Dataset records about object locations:

++++++

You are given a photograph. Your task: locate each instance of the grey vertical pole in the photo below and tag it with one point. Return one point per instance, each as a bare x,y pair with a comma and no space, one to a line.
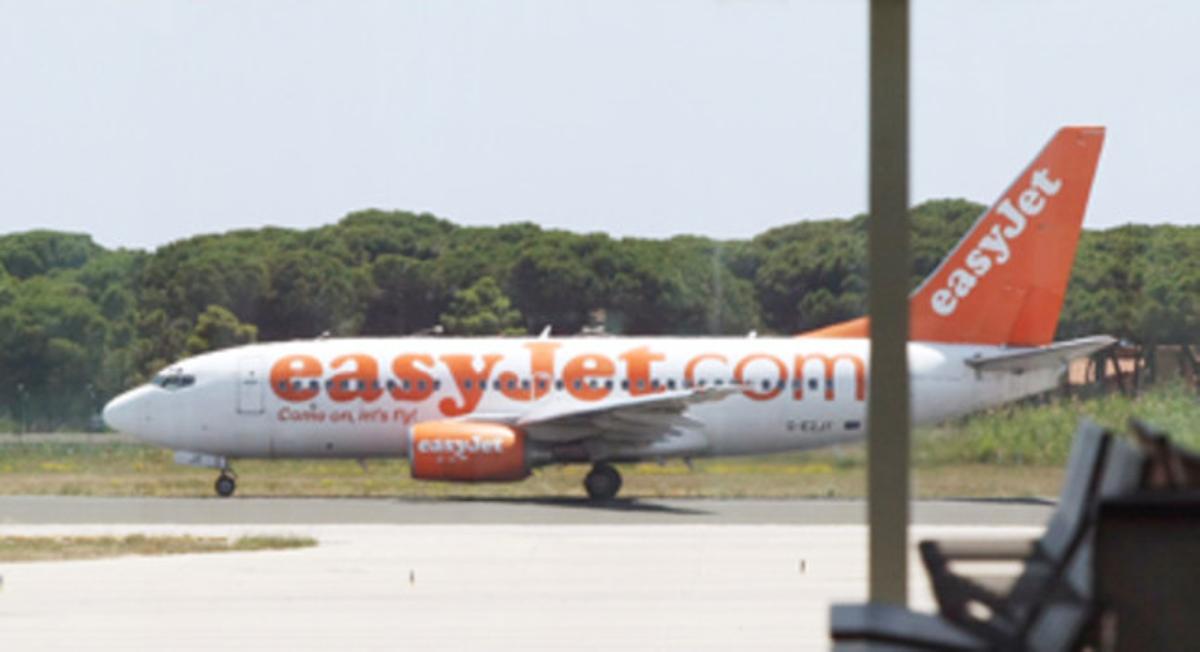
887,413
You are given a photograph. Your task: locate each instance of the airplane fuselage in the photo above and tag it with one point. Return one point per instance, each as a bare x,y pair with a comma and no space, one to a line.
360,398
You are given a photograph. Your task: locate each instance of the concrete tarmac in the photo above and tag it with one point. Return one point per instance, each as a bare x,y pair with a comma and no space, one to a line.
551,510
456,587
480,574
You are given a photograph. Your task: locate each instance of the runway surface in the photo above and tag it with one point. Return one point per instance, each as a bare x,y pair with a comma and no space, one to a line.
456,587
100,510
438,574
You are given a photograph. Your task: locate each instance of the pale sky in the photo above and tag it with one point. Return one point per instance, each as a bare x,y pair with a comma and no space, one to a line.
147,121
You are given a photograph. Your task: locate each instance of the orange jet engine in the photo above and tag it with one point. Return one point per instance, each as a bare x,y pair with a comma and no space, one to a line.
467,452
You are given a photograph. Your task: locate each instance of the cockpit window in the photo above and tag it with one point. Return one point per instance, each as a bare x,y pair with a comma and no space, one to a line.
174,381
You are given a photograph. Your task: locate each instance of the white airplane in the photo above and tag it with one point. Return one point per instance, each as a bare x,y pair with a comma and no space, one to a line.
493,408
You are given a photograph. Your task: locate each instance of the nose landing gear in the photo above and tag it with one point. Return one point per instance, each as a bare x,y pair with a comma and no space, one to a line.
226,483
603,482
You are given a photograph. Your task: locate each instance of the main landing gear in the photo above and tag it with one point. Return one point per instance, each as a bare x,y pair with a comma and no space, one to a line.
603,482
226,483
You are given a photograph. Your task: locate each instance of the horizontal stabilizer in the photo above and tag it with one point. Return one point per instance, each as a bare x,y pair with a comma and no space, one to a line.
1043,357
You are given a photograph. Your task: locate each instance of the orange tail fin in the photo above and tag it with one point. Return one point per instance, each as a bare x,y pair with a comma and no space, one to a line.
1003,283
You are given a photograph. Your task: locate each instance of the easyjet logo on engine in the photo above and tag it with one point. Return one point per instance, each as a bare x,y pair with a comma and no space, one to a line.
994,246
462,449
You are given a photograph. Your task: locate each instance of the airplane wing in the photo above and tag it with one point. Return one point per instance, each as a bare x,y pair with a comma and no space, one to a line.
1043,357
631,420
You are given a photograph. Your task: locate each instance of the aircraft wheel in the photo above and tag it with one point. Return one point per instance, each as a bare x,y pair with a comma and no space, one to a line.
226,486
603,482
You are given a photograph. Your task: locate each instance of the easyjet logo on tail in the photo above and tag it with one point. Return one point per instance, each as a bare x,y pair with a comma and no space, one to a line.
993,247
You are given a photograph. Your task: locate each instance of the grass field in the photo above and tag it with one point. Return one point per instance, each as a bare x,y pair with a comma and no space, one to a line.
41,549
1013,452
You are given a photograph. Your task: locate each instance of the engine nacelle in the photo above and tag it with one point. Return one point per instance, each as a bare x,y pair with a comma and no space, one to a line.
467,452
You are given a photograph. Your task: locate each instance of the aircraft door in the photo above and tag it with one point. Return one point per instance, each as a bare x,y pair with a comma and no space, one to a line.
250,386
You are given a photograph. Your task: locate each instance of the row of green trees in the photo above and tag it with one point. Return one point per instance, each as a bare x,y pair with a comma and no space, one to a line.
79,323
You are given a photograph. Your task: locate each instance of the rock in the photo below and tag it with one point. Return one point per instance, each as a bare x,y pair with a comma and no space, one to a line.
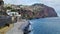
37,11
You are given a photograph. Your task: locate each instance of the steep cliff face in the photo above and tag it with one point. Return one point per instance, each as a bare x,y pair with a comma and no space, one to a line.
38,11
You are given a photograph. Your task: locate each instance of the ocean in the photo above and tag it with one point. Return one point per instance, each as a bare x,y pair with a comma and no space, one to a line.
46,25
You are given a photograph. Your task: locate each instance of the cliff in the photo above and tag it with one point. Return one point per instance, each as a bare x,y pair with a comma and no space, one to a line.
37,11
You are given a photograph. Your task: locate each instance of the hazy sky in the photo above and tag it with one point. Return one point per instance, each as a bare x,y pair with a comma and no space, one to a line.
52,3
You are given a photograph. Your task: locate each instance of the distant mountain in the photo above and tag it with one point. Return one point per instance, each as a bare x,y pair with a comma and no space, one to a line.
37,11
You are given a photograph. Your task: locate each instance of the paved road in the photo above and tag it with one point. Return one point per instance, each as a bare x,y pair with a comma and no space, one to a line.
17,29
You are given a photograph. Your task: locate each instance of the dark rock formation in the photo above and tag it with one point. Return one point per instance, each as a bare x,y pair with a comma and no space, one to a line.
37,11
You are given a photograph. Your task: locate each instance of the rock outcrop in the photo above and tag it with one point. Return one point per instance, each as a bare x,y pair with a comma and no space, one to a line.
37,11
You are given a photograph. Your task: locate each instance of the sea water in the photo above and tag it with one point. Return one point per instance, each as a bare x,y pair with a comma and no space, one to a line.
46,25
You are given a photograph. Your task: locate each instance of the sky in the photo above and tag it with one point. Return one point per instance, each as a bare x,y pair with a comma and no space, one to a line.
52,3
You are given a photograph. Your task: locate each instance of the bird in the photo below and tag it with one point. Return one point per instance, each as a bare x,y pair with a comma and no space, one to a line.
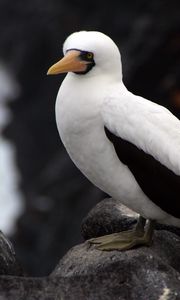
126,145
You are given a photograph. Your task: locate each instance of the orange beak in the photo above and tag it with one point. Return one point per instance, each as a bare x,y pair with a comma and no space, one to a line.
69,63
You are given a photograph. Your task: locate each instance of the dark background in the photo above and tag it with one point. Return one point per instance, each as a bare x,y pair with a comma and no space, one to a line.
31,35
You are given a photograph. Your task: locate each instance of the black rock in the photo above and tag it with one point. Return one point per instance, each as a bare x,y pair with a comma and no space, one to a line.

++++++

> _The request_
Output exactly the lines above, from the one holding "the dark background" through the end of the data, including the first and last.

> _Full solution_
You are given a photograph. Your task: locate each instance of the dark background in the photo above and tag it with one point. Return one point per instance, each as a bare x,y pair with a comma and no space, one to a line.
31,35
You are given a photograph. Your task: locate each instance of the black rock in the photo above and tag it with one point. Return one point per instance, each as a bare x,y pair with a comma and no space, one to a line.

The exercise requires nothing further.